## EXERCISE
All entries should be copied exactly, none left out.

## GIVEN INFORMATION

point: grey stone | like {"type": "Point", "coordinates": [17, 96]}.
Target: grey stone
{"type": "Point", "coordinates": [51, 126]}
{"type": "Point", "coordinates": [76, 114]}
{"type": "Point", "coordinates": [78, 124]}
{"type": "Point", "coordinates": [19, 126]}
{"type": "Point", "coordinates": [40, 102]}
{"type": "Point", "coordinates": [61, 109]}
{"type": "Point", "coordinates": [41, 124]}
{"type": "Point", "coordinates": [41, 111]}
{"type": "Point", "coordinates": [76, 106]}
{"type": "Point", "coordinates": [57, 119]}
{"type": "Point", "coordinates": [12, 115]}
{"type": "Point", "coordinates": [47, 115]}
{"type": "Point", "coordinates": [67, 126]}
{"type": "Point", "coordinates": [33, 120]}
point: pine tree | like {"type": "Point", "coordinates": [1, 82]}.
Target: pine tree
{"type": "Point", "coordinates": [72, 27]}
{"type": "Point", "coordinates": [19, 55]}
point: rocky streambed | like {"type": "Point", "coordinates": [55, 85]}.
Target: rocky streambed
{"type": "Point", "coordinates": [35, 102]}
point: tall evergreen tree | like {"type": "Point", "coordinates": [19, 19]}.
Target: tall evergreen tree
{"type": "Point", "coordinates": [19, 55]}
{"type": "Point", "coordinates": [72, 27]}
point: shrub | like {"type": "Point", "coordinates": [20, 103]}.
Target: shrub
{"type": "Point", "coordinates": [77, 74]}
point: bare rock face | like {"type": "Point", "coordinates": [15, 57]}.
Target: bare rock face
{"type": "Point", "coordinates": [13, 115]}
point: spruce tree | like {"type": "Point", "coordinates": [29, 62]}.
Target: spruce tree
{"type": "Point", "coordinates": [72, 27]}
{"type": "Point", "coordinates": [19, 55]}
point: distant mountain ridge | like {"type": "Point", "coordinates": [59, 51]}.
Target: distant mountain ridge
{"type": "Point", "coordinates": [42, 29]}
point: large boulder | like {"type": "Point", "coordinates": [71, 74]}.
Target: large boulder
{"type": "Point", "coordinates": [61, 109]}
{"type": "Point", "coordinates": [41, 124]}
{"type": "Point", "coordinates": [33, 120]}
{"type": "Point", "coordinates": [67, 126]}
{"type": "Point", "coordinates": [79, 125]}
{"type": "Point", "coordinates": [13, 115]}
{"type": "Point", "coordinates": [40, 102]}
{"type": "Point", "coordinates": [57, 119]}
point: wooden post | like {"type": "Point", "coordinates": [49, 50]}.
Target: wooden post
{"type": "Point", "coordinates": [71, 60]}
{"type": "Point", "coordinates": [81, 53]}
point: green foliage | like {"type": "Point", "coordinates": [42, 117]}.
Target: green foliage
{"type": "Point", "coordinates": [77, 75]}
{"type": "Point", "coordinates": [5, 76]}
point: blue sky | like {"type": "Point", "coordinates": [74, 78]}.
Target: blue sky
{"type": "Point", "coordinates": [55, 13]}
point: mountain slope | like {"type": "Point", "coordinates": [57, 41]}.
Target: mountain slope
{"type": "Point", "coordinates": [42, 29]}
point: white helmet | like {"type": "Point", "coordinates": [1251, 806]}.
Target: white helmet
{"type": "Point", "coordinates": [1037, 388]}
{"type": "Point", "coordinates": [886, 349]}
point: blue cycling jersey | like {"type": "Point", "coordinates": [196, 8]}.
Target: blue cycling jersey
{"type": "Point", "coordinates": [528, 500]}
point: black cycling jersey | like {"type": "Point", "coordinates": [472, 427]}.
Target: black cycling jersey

## TASK ANSWER
point: grey stone | like {"type": "Point", "coordinates": [17, 96]}.
Target: grey stone
{"type": "Point", "coordinates": [51, 126]}
{"type": "Point", "coordinates": [76, 114]}
{"type": "Point", "coordinates": [78, 124]}
{"type": "Point", "coordinates": [19, 126]}
{"type": "Point", "coordinates": [40, 102]}
{"type": "Point", "coordinates": [61, 109]}
{"type": "Point", "coordinates": [41, 124]}
{"type": "Point", "coordinates": [41, 111]}
{"type": "Point", "coordinates": [76, 106]}
{"type": "Point", "coordinates": [57, 119]}
{"type": "Point", "coordinates": [12, 115]}
{"type": "Point", "coordinates": [47, 115]}
{"type": "Point", "coordinates": [67, 126]}
{"type": "Point", "coordinates": [33, 120]}
point: pine tree | like {"type": "Point", "coordinates": [1, 82]}.
Target: pine tree
{"type": "Point", "coordinates": [72, 27]}
{"type": "Point", "coordinates": [19, 55]}
point: rocky streambed | like {"type": "Point", "coordinates": [55, 85]}.
Target: rocky streambed
{"type": "Point", "coordinates": [35, 102]}
point: tall evergreen tree | like {"type": "Point", "coordinates": [19, 19]}.
Target: tall evergreen tree
{"type": "Point", "coordinates": [19, 55]}
{"type": "Point", "coordinates": [72, 27]}
point: shrub | like {"type": "Point", "coordinates": [20, 103]}.
Target: shrub
{"type": "Point", "coordinates": [77, 74]}
point: bare rock face | like {"type": "Point", "coordinates": [15, 57]}.
Target: bare rock face
{"type": "Point", "coordinates": [13, 115]}
point: spruce tree | like {"type": "Point", "coordinates": [29, 62]}.
Target: spruce tree
{"type": "Point", "coordinates": [72, 27]}
{"type": "Point", "coordinates": [19, 55]}
point: distant mountain ridge | like {"type": "Point", "coordinates": [59, 51]}.
Target: distant mountain ridge
{"type": "Point", "coordinates": [42, 29]}
point: large boulder | like {"type": "Point", "coordinates": [71, 74]}.
Target: large boulder
{"type": "Point", "coordinates": [61, 109]}
{"type": "Point", "coordinates": [41, 124]}
{"type": "Point", "coordinates": [33, 120]}
{"type": "Point", "coordinates": [67, 126]}
{"type": "Point", "coordinates": [79, 125]}
{"type": "Point", "coordinates": [13, 115]}
{"type": "Point", "coordinates": [40, 102]}
{"type": "Point", "coordinates": [57, 119]}
point: wooden post | like {"type": "Point", "coordinates": [49, 50]}.
Target: wooden post
{"type": "Point", "coordinates": [71, 60]}
{"type": "Point", "coordinates": [81, 53]}
point: green foliage | like {"type": "Point", "coordinates": [42, 117]}.
Target: green foliage
{"type": "Point", "coordinates": [77, 75]}
{"type": "Point", "coordinates": [5, 76]}
point: blue sky | like {"type": "Point", "coordinates": [74, 78]}.
Target: blue sky
{"type": "Point", "coordinates": [55, 13]}
point: mountain slope | like {"type": "Point", "coordinates": [57, 41]}.
Target: mountain slope
{"type": "Point", "coordinates": [42, 29]}
point: white helmet | like {"type": "Point", "coordinates": [1251, 806]}.
Target: white helmet
{"type": "Point", "coordinates": [1037, 388]}
{"type": "Point", "coordinates": [886, 349]}
point: blue cycling jersey | like {"type": "Point", "coordinates": [196, 8]}.
Target: blue cycling jersey
{"type": "Point", "coordinates": [528, 500]}
point: black cycling jersey | like {"type": "Point", "coordinates": [472, 427]}.
Target: black cycling jersey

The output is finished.